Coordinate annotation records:
________________________________________

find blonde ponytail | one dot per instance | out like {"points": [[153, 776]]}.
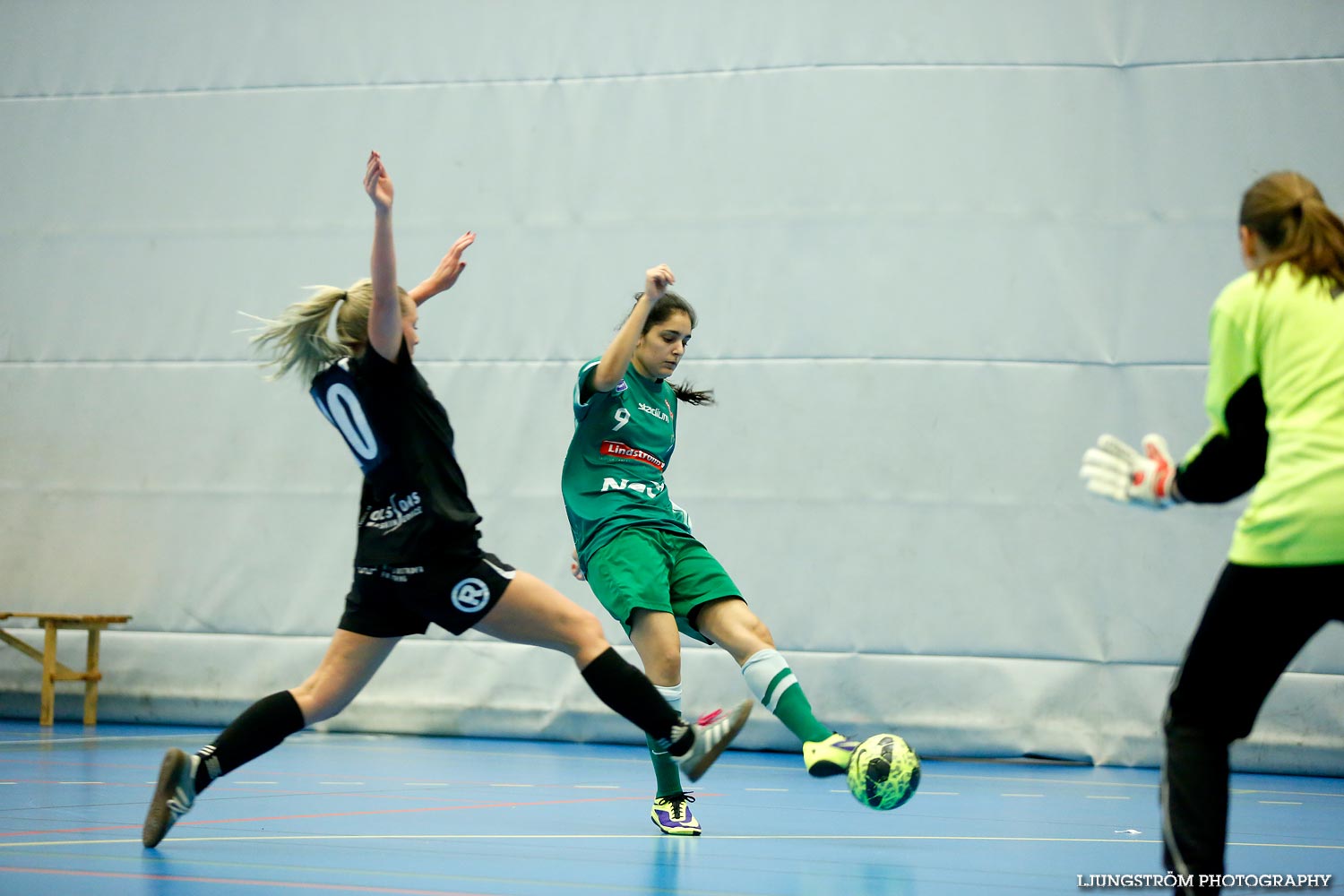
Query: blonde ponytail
{"points": [[297, 340]]}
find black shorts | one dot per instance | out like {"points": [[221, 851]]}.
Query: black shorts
{"points": [[394, 600]]}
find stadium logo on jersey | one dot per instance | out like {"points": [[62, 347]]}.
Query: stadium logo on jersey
{"points": [[470, 595], [621, 449], [398, 512], [663, 416], [648, 489]]}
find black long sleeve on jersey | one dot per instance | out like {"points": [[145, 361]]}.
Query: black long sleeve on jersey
{"points": [[1230, 465]]}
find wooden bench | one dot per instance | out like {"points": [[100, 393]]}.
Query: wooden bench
{"points": [[53, 670]]}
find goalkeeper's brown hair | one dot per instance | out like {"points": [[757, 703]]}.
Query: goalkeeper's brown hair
{"points": [[1292, 220]]}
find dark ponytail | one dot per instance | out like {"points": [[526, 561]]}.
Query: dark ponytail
{"points": [[661, 311], [1287, 212]]}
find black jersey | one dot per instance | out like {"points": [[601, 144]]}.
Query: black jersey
{"points": [[414, 501]]}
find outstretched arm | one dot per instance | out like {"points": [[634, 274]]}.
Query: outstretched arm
{"points": [[618, 354], [384, 319], [446, 273]]}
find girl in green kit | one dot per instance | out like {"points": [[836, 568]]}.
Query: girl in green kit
{"points": [[634, 546]]}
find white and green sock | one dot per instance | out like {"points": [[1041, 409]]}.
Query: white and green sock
{"points": [[777, 688], [664, 766]]}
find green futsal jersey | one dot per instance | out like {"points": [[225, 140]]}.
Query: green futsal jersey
{"points": [[613, 470], [1276, 401]]}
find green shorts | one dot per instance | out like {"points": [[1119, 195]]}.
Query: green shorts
{"points": [[645, 568]]}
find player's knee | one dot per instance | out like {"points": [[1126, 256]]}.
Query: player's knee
{"points": [[319, 700], [585, 630], [760, 630], [663, 664]]}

________________________________________

» WRITTEN REQUEST: Copy everything in the records above except the pictures, exactly as written.

» WORKED SOLUTION:
find blonde ponytail | one dot per instance | out like {"points": [[153, 776]]}.
Query: blonde ponytail
{"points": [[297, 340]]}
find black shorts | one dot per instance | out like {"points": [[221, 851]]}.
Query: black shorts
{"points": [[394, 600]]}
find stadium logo on jersey | one dot per instance | out like {"points": [[62, 347]]}.
Query: stadium logo on jersey
{"points": [[470, 595], [621, 449], [398, 512], [663, 416], [648, 489]]}
find black long sleeve on jersey | one dot per instance | out like {"points": [[145, 361]]}.
Query: black long sleeve on jersey
{"points": [[1230, 465]]}
find wooden bench | one dot per instance | out like {"points": [[100, 393]]}.
Query: wooden bench
{"points": [[53, 670]]}
find goalkeeper's brown hair | one dot per instance | out like {"points": [[757, 703]]}.
Query: goalkeeper's brown hair
{"points": [[1292, 220]]}
find dark ponytail | one dot per instance | out like {"points": [[526, 561]]}.
Query: dark ponytail
{"points": [[661, 311], [1287, 212]]}
find black jersey | one dot per instance | out like {"points": [[601, 144]]}.
Query: black jersey
{"points": [[414, 501]]}
find outstretched arm | one dot per instance | out like {"points": [[634, 274]]}.
Query: outstretched arm
{"points": [[618, 354], [384, 319], [446, 273]]}
find girl in green kit | one dot per instance | out like {"points": [[836, 568]]}.
Query: girl in green kit
{"points": [[634, 546]]}
find white and green sock | one dot per instance | out like {"points": [[1041, 409]]}.
Query: white and green sock
{"points": [[777, 688], [664, 766]]}
find green futsal jersey | one dot per instance | out like {"points": [[225, 140]]}.
Query: green futsal jersey
{"points": [[613, 470], [1276, 401]]}
find green shorts | one dot per instance | out like {"points": [[1119, 195]]}.
Query: green shorts
{"points": [[645, 568]]}
find player's knee | one dot per instance | out like {"points": [[1126, 256]]}.
Query: player's knee
{"points": [[319, 700], [585, 630], [760, 630], [663, 664]]}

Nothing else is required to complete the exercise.